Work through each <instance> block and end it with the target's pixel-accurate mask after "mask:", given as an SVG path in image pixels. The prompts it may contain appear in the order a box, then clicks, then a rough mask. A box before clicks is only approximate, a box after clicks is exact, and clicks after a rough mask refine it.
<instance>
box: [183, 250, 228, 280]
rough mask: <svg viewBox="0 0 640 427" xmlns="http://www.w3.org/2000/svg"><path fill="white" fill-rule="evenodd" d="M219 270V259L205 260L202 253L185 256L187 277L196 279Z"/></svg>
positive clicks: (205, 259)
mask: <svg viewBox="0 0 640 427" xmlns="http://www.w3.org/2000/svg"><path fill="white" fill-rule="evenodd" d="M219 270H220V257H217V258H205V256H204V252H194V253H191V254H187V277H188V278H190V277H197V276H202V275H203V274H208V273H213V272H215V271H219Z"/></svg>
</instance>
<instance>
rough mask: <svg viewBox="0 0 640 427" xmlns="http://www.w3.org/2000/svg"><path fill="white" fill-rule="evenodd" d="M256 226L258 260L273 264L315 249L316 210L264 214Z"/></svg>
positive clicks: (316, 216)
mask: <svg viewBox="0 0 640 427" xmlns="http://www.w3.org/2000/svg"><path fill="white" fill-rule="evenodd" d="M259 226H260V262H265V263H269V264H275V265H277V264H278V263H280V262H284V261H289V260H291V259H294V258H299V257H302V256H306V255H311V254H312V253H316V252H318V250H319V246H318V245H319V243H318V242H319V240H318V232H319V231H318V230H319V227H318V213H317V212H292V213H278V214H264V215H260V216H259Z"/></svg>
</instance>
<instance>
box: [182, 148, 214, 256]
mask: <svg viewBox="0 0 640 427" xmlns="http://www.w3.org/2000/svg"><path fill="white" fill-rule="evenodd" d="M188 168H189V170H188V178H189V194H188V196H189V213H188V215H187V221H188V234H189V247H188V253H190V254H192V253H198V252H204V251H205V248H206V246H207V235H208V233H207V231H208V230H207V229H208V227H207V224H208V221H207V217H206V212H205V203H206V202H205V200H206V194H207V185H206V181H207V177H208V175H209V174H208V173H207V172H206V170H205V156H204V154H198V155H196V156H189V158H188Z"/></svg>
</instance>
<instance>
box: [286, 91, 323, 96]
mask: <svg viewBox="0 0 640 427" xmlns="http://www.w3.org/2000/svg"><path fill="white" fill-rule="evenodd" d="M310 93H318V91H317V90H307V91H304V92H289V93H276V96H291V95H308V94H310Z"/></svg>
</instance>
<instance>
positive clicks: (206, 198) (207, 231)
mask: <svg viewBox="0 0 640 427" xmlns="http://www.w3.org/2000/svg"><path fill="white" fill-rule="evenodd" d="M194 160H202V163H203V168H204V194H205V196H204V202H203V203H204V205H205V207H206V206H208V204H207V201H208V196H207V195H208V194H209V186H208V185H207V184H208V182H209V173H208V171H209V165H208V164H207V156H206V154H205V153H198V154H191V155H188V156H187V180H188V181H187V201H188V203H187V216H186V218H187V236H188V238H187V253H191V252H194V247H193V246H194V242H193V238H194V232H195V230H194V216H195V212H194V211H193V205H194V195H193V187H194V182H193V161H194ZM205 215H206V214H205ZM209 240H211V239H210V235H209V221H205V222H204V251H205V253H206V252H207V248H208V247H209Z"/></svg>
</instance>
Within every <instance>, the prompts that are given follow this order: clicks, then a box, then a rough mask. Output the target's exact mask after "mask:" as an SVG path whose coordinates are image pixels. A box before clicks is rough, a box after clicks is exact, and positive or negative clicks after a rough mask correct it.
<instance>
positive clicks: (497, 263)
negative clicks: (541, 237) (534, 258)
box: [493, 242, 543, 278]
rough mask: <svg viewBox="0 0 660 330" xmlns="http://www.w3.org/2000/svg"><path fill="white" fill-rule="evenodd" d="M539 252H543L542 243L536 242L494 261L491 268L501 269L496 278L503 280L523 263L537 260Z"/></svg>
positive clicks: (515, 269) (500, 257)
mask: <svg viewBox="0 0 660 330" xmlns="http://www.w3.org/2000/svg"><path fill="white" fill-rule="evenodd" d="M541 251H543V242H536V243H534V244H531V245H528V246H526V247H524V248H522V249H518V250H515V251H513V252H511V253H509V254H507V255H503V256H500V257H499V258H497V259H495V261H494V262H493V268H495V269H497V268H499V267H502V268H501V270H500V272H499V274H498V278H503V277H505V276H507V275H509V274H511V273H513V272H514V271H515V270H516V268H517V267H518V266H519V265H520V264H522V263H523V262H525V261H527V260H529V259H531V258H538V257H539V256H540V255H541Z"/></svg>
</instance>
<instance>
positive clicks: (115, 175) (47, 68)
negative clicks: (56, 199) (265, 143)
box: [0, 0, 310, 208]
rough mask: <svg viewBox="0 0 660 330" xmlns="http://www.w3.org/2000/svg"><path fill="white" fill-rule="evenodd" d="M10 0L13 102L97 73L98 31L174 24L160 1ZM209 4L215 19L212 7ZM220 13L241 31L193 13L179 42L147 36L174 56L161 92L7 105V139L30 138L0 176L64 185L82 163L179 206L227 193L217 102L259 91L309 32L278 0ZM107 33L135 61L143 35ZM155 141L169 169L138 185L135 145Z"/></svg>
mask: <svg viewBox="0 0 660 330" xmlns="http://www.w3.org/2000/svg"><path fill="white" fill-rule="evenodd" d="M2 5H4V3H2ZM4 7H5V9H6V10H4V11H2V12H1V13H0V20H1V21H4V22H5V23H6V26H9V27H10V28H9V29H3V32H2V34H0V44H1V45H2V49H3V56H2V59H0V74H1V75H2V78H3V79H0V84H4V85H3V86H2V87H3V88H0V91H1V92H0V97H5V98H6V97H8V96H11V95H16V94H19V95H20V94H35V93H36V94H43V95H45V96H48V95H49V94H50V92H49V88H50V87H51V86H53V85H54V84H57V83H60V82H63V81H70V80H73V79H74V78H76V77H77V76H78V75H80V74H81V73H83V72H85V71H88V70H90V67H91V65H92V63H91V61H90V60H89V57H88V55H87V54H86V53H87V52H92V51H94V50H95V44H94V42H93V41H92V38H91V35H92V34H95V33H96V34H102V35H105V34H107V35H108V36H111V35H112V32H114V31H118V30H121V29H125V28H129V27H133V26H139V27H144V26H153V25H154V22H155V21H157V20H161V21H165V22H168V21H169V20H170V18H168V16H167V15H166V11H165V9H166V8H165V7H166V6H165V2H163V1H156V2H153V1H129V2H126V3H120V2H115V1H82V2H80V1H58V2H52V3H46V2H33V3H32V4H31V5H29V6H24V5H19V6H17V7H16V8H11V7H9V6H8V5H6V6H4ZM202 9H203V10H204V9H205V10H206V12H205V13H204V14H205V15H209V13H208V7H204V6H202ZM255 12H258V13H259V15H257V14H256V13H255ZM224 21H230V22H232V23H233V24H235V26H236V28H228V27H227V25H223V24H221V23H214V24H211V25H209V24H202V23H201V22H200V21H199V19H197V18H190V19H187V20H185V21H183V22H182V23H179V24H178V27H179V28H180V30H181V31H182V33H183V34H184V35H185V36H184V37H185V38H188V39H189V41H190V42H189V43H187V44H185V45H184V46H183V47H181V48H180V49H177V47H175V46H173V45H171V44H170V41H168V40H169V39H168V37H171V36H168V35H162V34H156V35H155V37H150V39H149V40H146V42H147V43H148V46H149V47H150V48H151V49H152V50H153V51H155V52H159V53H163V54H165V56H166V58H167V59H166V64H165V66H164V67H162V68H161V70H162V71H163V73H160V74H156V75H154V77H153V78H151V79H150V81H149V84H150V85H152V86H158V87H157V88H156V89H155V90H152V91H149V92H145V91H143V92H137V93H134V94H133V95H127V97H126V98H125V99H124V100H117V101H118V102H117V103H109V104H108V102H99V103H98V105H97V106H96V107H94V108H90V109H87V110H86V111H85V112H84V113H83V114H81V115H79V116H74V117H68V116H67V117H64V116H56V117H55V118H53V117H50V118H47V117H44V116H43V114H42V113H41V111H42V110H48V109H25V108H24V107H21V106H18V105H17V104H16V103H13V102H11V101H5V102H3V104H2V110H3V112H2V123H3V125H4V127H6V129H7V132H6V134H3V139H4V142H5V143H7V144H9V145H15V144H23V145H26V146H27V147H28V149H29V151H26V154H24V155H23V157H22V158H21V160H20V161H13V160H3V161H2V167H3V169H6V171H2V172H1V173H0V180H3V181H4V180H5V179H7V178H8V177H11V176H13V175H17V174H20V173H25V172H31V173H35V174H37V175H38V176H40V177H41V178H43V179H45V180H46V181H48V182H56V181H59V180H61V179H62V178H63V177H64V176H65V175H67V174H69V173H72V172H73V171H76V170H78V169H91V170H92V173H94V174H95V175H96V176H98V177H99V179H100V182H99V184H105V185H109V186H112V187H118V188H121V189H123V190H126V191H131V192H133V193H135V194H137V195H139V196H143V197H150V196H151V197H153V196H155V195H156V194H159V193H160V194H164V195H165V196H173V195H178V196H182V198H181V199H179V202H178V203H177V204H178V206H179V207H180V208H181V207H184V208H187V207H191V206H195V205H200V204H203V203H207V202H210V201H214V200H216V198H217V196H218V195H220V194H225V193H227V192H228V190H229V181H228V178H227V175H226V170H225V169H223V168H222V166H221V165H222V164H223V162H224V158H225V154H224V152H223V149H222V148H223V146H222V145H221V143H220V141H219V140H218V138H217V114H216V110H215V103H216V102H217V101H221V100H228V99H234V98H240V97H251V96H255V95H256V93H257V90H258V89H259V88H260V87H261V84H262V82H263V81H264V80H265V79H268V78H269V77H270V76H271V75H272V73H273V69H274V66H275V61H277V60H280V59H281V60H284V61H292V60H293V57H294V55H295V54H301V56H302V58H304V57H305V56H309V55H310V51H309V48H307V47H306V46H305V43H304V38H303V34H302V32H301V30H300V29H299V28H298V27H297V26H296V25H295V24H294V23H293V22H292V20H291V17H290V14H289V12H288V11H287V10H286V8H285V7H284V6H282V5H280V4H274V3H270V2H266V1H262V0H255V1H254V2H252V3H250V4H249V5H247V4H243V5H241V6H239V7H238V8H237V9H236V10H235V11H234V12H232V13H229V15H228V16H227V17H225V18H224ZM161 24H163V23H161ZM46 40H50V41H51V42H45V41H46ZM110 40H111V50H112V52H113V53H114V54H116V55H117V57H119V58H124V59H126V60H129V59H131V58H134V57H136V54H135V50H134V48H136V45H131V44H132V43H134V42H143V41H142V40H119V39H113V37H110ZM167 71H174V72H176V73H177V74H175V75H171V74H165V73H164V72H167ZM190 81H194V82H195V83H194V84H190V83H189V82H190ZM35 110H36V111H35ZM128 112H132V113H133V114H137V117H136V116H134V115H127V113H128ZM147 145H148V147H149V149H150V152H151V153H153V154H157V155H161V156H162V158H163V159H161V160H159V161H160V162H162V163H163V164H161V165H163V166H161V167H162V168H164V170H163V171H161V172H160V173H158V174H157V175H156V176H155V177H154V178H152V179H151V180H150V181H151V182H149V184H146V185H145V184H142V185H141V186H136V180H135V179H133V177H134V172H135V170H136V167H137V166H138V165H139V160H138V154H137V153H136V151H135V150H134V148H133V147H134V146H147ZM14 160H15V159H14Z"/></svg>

• [What the task requires] Only the lines above starting with the one with "Within every <instance>, the" and going through the one with "252H543L542 243L536 242L494" are to be copied, word for word and with both ends kept.

• [Your solution]
Within every <instance>, the prompts that are given follow this order: clicks, then a box, then a rough mask. Output the target's exact mask after "mask:" as an SVG path whose coordinates are image pixels. A box before clicks is rough, a box after clicks is exact, and positive or negative clicks after a rough mask correct it.
<instance>
positive clicks: (497, 263)
negative clicks: (541, 237) (534, 258)
box: [493, 242, 543, 278]
rough mask: <svg viewBox="0 0 660 330" xmlns="http://www.w3.org/2000/svg"><path fill="white" fill-rule="evenodd" d="M539 252H543L542 243L536 242L494 261L491 268L501 269L496 278L503 280L523 263L537 260Z"/></svg>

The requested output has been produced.